───── BRANO DI TESTO ─────

In attesa di conoscere quali effetti produrrà la guerra ucraina in Europa e dintorni, possono esserci pochi dubbi sul fatto che nel breve periodo il leader riuscito più di altri ad avvantaggiarsene è stato il presidente turco Recep Tayyip Erdogan. Abile nel distinguersi all’interno della Nato per la non adesione alle sanzioni alla Russia, Erdogan si è guadagnato un accesso privilegiato al Cremlino per poi diventare fra i maggiori alleati di Kiev, fornendo droni armati che i russi non riescono a intercettare e chiudendo acque e cieli nazionali all’esercito di Mosca. L’abilità di Erdogan è di saper giocare su più tavoli con straordinaria efficacia: da un lato aprendo le porte a Svezia e Finlandia nella Nato, dall’altro incontrando Putin in più occasioni – da Teheran a Soci – per testimoniare il non isolamento internazionale della Russia.
Ciò che accomuna tali e tante mosse, apparentemente in contraddizione, è il filo rosso dell’interesse nazionale turco. Erdogan è convinto che il conflitto fra Mosca e Kiev porterà a una frattura fra Est e Ovest destinata a durare nel tempo, in Europa come nel Mediterraneo, offrendo così spazio ad Ankara per estendere e consolidare una propria sfera di influenza lì dove, fino al termine della Prima guerra mondiale, si estendeva l’impero ottomano.
A tenere assieme i tasselli del mosaico di Erdogan sono dunque decisioni che assegnano alla Turchia il ruolo di interlocutore indispensabile di ogni parte in conflitto, permettendo ad Ankara di rafforzarsi ovunque, dal Bosforo a Gibilterra, dal Nordafrica allo Stretto di Babel-Mandeb, con gli interlocutori più disparati. Più gli attori rivali sono in attrito, più entrambi hanno bisogno di lui, per il semplice motivo che la Turchia è fisicamente presente nello scacchiere conteso ed è in grado di sfruttare, con grande disinvoltura, la propria geografia a favore di tutti i contendenti. È un risiko comprensibile solo tenendo presenti gli interessi turchi e l’idea strategica che Erdogan persegue con ferrea determinazione: tornare a essere potenza egemone nel Mediterraneo ripetendo la formula dei Sultani ottomani, che si imponevano con potenza efferata, trattavano con tutti ma esitavano a intervenire nelle dispute locali fino a quando non erano minacciati direttamente.

─────

CONSEGNE
[1] Secondo il brano su Erdogan, in quali città il presidente turco ha incontrato Putin?
[2] Riporta parola per parola il brano su Erdogan da "In attesa di" a "internazionale della Russia.".
[3] Nella frase del brano su Erdogan che comincia con "A tenere assieme i tasselli", quali luoghi delimitano l'area in cui Ankara può rafforzarsi? Elencali tutti.

───── MATERIALE MOSTRATO ─────

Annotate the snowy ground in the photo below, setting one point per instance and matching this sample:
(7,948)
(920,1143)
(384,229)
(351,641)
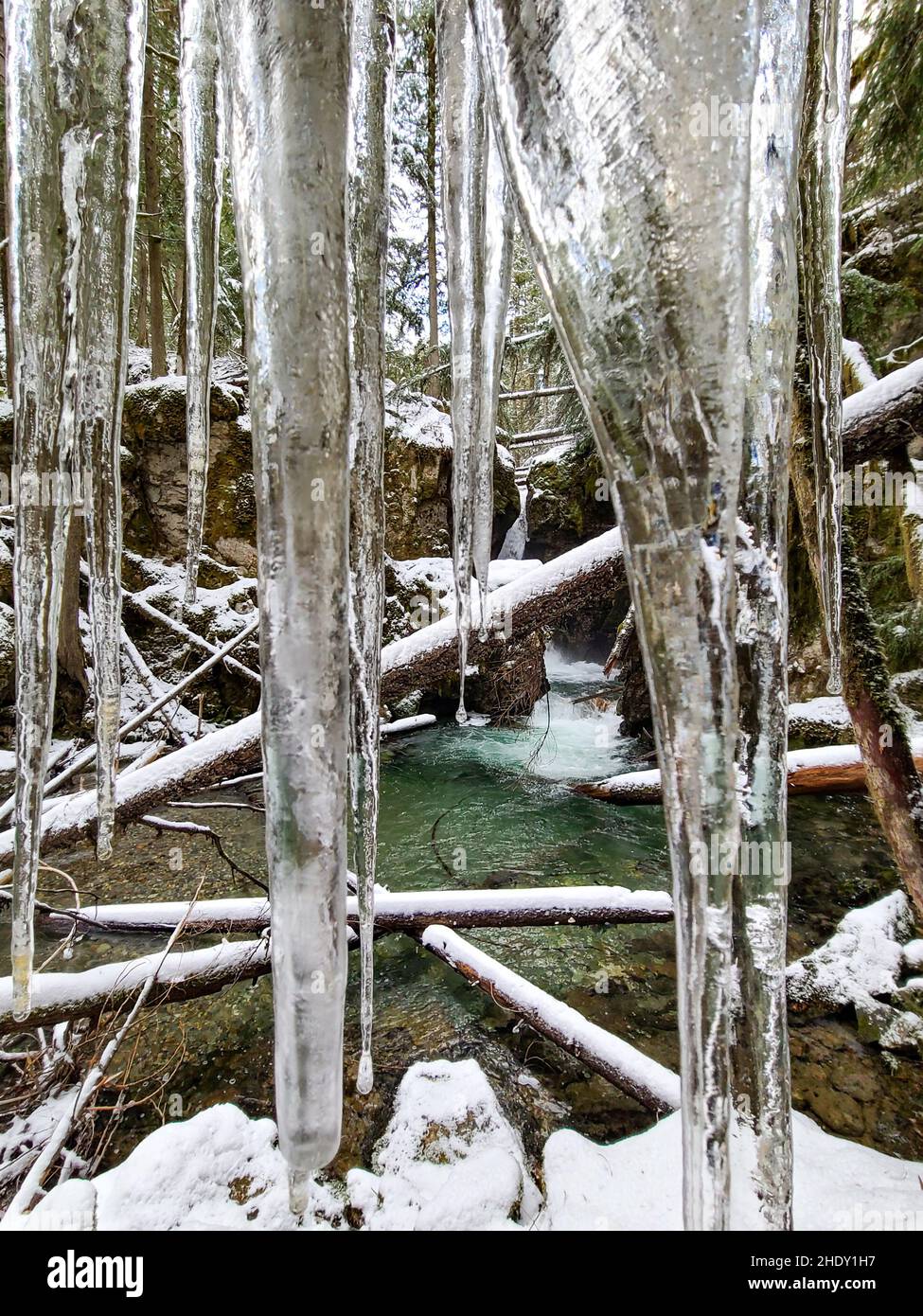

─────

RISPOSTE DATE
[1] A Teheran e a Soci.

[2]
In attesa di conoscere quali effetti produrrà la guerra ucraina in Europa e dintorni, possono esserci pochi dubbi sul fatto che nel breve periodo il leader riuscito più di altri ad avvantaggiarsene è stato il presidente turco Recep Tayyip Erdogan. Abile nel distinguersi all’interno della Nato per la non adesione alle sanzioni alla Russia, Erdogan si è guadagnato un accesso privilegiato al Cremlino per poi diventare fra i maggiori alleati di Kiev, fornendo droni armati che i russi non riescono a intercettare e chiudendo acque e cieli nazionali all’esercito di Mosca. L’abilità di Erdogan è di saper giocare su più tavoli con straordinaria efficacia: da un lato aprendo le porte a Svezia e Finlandia nella Nato, dall’altro incontrando Putin in più occasioni – da Teheran a Soci – per testimoniare il non isolamento internazionale della Russia.

[3] Bosforo, Gibilterra, Nordafrica, Stretto di Babel-Mandeb